**READING PASSAGE**:
Dao-AILab / flash-attention

Fast and memory-efficient exact attention
BSD 3-Clause "New" or "Revised" License
14.18k stars 1.32k forks source link

How to install latest flash-atten on NGC containers #734

Open tcapelle opened 10 months ago

tcapelle commented 10 months ago

What is the best way to do this?

Currently I am unable to install on 23-12 or 11.

The image comes with flash_atten 2.0.4 by default.

# My docker file...
FROM nvcr.io/nvidia/pytorch:23.11-py3

## Flash Atten 2
RUN FLASH_ATTENTION_FORCE_BUILD=TRUE pip install -U flash-attn

and the error:

--expt-extended-lambda --use_fast_math -gencode arch=compute_80,code=sm_80 -gencode arch=compute_90,code=sm_90 --threads 4 -DTORCH_API_INCLUDE_EXTENSION_H '-DPYBIND11_COMPILER_TYPE="_gcc"' '-DPYBIND11_STDLIB="_libstdcpp"' '-DPYBIND11_BUILD_ABI="_cxxabi1016"' -DTORCH_EXTENSION_NAME=flash_attn_2_cuda -D_GLIBCXX_USE_CXX11_ABI=1
      ninja: build stopped: subcommand failed.

**INSTRUCTION 1**:
Show every line of the entries that contains the string "will", matching case exactly.
**INSTRUCTION 2**:
Carry on the thread about installing flash-attention on NGC containers, starting after its last line.
The text and the entries have nothing to do with each other.

**GIVEN INFORMATION**:
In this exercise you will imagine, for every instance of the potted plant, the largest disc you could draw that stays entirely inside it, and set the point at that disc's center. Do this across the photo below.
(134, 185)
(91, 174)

==

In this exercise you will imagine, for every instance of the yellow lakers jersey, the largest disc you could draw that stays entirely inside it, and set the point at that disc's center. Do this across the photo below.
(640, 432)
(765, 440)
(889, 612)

**RIGHT ANSWER 1**:
In this exercise you will imagine, for every instance of the potted plant, the largest disc you could draw that stays entirely inside it, and set the point at that disc's center. Do this across the photo below.
In this exercise you will imagine, for every instance of the yellow lakers jersey, the largest disc you could draw that stays entirely inside it, and set the point at that disc's center. Do this across the photo below.

**RIGHT ANSWER 2**:
      Traceback (most recent call last):
        File "/usr/local/lib/python3.10/dist-packages/torch/utils/cpp_extension.py", line 2100, in _run_ninja_build
          subprocess.run(
        File "/usr/lib/python3.10/subprocess.py", line 526, in run
          raise CalledProcessError(retcode, process.args,
      subprocess.CalledProcessError: Command '['ninja', '-v']' returned non-zero exit status 1.

      The above exception was the direct cause of the following exception:

      Traceback (most recent call last):
        File "<string>", line 2, in <module>
        File "<pip-setuptools-caller>", line 34, in <module>
        File "/tmp/pip-install-bza7pl88/flash-attn_acb2fcb058194bbf8ae0b2ce8aaa8f52/setup.py", line 285, in <module>
          setup(
        File "/usr/local/lib/python3.10/dist-packages/setuptools/__init__.py", line 103, in setup
          return distutils.core.setup(**attrs)
        File "/usr/lib/python3.10/distutils/core.py", line 148, in setup
          dist.run_commands()
        File "/usr/lib/python3.10/distutils/dist.py", line 966, in run_commands
          self.run_command(cmd)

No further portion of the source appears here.